Short problem:
Could you write out the lines of the data below without any changes, from the line containing "Could you point to the ferry" through the end of the data, leaving out the pictures?

-- START Information given --

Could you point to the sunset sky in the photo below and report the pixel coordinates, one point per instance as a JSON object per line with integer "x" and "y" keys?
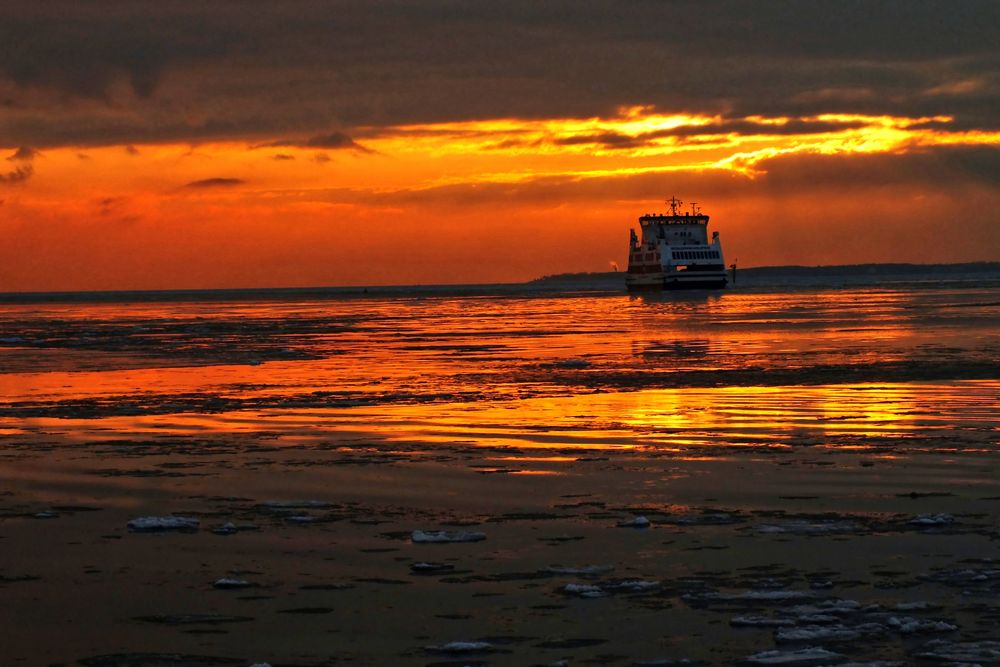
{"x": 250, "y": 144}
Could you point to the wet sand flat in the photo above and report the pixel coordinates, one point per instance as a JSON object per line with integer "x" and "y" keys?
{"x": 729, "y": 479}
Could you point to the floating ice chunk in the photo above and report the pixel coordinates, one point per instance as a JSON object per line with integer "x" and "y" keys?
{"x": 932, "y": 520}
{"x": 828, "y": 633}
{"x": 571, "y": 363}
{"x": 809, "y": 527}
{"x": 760, "y": 622}
{"x": 634, "y": 586}
{"x": 912, "y": 626}
{"x": 295, "y": 504}
{"x": 918, "y": 605}
{"x": 707, "y": 519}
{"x": 636, "y": 522}
{"x": 227, "y": 528}
{"x": 816, "y": 619}
{"x": 152, "y": 524}
{"x": 462, "y": 647}
{"x": 579, "y": 571}
{"x": 806, "y": 657}
{"x": 757, "y": 596}
{"x": 986, "y": 651}
{"x": 444, "y": 536}
{"x": 430, "y": 568}
{"x": 827, "y": 607}
{"x": 584, "y": 590}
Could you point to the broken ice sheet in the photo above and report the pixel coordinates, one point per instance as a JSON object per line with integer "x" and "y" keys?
{"x": 445, "y": 536}
{"x": 586, "y": 570}
{"x": 152, "y": 524}
{"x": 828, "y": 633}
{"x": 805, "y": 657}
{"x": 931, "y": 520}
{"x": 231, "y": 583}
{"x": 635, "y": 522}
{"x": 424, "y": 567}
{"x": 965, "y": 653}
{"x": 462, "y": 647}
{"x": 751, "y": 621}
{"x": 810, "y": 527}
{"x": 911, "y": 626}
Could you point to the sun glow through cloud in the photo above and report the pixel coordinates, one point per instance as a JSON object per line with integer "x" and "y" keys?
{"x": 154, "y": 203}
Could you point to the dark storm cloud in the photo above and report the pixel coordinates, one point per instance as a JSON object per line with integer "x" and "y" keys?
{"x": 200, "y": 71}
{"x": 19, "y": 174}
{"x": 24, "y": 154}
{"x": 613, "y": 140}
{"x": 331, "y": 140}
{"x": 215, "y": 183}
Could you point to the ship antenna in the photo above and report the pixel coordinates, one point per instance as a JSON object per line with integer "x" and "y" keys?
{"x": 674, "y": 203}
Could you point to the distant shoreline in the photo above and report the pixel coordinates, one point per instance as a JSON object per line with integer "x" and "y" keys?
{"x": 603, "y": 280}
{"x": 795, "y": 270}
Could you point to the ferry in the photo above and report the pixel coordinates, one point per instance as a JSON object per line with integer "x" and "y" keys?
{"x": 673, "y": 251}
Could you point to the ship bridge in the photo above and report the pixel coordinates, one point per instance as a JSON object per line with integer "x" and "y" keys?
{"x": 675, "y": 227}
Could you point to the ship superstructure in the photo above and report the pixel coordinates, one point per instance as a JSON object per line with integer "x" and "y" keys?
{"x": 673, "y": 251}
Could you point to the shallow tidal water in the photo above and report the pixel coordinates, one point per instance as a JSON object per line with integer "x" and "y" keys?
{"x": 809, "y": 470}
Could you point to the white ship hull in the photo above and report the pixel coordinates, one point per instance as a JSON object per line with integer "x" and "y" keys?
{"x": 674, "y": 252}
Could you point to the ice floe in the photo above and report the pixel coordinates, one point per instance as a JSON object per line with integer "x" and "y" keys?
{"x": 424, "y": 567}
{"x": 754, "y": 596}
{"x": 828, "y": 633}
{"x": 986, "y": 651}
{"x": 584, "y": 590}
{"x": 760, "y": 622}
{"x": 932, "y": 520}
{"x": 911, "y": 626}
{"x": 611, "y": 587}
{"x": 810, "y": 527}
{"x": 445, "y": 536}
{"x": 462, "y": 647}
{"x": 635, "y": 522}
{"x": 805, "y": 657}
{"x": 706, "y": 519}
{"x": 579, "y": 571}
{"x": 917, "y": 605}
{"x": 295, "y": 504}
{"x": 571, "y": 363}
{"x": 228, "y": 582}
{"x": 152, "y": 524}
{"x": 836, "y": 606}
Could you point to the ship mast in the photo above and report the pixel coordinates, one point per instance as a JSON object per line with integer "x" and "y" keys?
{"x": 674, "y": 204}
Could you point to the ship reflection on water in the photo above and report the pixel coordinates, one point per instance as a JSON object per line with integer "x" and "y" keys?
{"x": 741, "y": 369}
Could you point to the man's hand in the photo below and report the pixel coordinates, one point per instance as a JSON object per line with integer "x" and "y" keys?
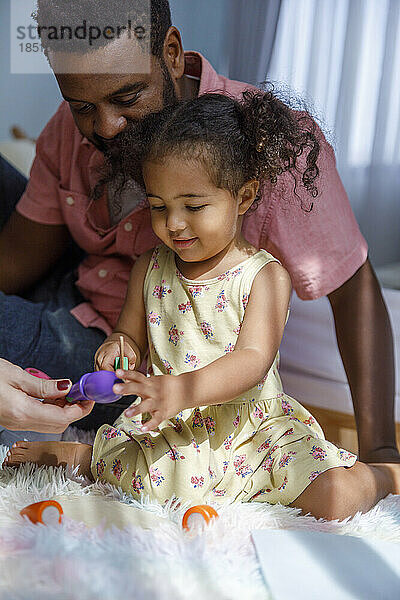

-- END Information given --

Exercise output:
Could you point to the ferry in the photo above and report the pixel coordinates, one point per instance as a JSON object per line with integer "x" and "y" keys?
{"x": 673, "y": 251}
Could you point to the ship bridge in the photo above and report the pixel coordinates, one point per instance as a JSON object per line with integer "x" and "y" keys?
{"x": 675, "y": 227}
Could you point to the ship superstructure in the photo above and report the pixel coordinates, one point per instance as a JSON object per line with integer "x" and "y" keys?
{"x": 673, "y": 251}
Could you point to the shallow tidal water in the photo above and report the pixel coordinates, one point per instance as a JSON object per line with integer "x" and "y" keys?
{"x": 809, "y": 470}
Could you point to the white ship hull in the photo above and report the pixel coordinates, one point per instance as a JSON object per line with integer "x" and "y" keys?
{"x": 674, "y": 252}
Could you point to the ice floe in the photo above and report the pixel coordinates, one point per instance as a JSON object per line with integer "x" and "y" keys?
{"x": 424, "y": 567}
{"x": 754, "y": 596}
{"x": 828, "y": 633}
{"x": 986, "y": 651}
{"x": 584, "y": 590}
{"x": 760, "y": 622}
{"x": 932, "y": 520}
{"x": 911, "y": 626}
{"x": 611, "y": 587}
{"x": 810, "y": 527}
{"x": 445, "y": 536}
{"x": 462, "y": 647}
{"x": 635, "y": 522}
{"x": 805, "y": 657}
{"x": 706, "y": 519}
{"x": 579, "y": 571}
{"x": 917, "y": 605}
{"x": 295, "y": 504}
{"x": 571, "y": 363}
{"x": 228, "y": 582}
{"x": 152, "y": 524}
{"x": 836, "y": 606}
Could you point to the ship mast in the photo above and report the pixel coordinates, one point per instance as a JSON object per line with integer "x" and "y" keys?
{"x": 674, "y": 204}
Could you point to the ship reflection on water in the photo above and report the pixel coordinates, one point per instance as a JSON object per line with integer "x" and "y" keys?
{"x": 741, "y": 369}
Could you point to the man's hand in the photo below and report the pixel coordinates, one point per instance as a JSON object per line with integer "x" and "y" keys?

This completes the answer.